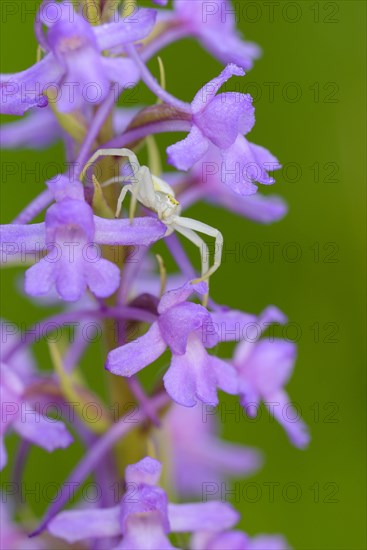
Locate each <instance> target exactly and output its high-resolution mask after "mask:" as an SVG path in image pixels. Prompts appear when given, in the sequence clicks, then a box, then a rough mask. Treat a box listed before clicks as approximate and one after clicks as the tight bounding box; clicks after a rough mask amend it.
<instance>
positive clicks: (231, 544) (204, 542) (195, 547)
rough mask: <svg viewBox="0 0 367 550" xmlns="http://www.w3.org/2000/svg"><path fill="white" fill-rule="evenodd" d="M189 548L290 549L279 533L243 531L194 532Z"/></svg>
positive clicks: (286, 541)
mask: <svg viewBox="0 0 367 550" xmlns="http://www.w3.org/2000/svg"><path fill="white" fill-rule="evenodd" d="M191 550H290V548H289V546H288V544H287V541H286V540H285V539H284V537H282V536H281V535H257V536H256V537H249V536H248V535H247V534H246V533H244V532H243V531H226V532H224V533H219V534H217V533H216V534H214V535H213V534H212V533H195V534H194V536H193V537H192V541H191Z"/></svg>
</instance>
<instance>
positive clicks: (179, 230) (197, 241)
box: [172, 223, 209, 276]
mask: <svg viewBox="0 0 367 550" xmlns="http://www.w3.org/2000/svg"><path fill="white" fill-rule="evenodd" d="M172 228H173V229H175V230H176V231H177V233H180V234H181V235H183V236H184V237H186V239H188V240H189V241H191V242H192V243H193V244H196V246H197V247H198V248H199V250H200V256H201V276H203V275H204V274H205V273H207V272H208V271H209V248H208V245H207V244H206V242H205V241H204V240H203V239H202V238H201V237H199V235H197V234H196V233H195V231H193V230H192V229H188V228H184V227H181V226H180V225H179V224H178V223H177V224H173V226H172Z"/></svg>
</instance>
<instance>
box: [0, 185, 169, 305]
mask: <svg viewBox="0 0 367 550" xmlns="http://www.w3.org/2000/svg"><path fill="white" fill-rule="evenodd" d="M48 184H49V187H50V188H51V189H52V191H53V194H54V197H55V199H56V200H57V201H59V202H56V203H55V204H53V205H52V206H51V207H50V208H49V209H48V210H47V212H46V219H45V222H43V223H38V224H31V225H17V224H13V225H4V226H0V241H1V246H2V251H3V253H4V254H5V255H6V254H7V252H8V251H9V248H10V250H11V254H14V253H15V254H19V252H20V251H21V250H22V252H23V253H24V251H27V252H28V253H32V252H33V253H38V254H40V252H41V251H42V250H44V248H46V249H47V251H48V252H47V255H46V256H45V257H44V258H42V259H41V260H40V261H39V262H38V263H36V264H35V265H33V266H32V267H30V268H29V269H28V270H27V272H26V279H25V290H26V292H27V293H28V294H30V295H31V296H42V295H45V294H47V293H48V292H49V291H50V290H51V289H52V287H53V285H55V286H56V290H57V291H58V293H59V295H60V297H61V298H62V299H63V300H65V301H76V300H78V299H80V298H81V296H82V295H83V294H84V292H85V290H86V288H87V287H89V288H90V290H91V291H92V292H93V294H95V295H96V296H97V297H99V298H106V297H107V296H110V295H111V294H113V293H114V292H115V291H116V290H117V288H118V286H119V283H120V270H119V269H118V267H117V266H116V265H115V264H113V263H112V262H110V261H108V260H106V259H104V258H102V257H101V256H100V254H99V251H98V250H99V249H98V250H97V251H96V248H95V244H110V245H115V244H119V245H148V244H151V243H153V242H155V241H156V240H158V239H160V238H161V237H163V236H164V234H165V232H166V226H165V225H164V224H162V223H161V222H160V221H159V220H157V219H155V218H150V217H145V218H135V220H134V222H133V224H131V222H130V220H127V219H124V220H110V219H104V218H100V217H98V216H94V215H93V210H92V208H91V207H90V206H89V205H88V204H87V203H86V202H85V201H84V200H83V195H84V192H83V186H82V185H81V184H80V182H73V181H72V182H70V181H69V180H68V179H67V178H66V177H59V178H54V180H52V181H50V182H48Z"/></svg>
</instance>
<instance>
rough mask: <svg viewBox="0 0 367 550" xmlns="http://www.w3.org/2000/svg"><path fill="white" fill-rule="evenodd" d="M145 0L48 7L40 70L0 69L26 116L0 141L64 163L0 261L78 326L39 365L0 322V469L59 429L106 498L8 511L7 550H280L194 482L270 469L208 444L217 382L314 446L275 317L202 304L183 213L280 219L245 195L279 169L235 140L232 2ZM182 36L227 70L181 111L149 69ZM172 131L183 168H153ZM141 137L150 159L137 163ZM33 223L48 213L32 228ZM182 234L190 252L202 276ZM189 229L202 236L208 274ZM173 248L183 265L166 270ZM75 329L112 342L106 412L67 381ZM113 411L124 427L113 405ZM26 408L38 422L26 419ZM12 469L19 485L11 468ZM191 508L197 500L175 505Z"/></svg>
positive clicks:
:::::
§ **Task to carry out**: Return every line of the entries above that contains the word "positive", copying each such line in full.

§ **Answer for this exercise**:
positive clicks: (231, 544) (204, 542) (195, 547)
positive clicks: (286, 541)
positive clicks: (179, 230) (197, 241)
positive clicks:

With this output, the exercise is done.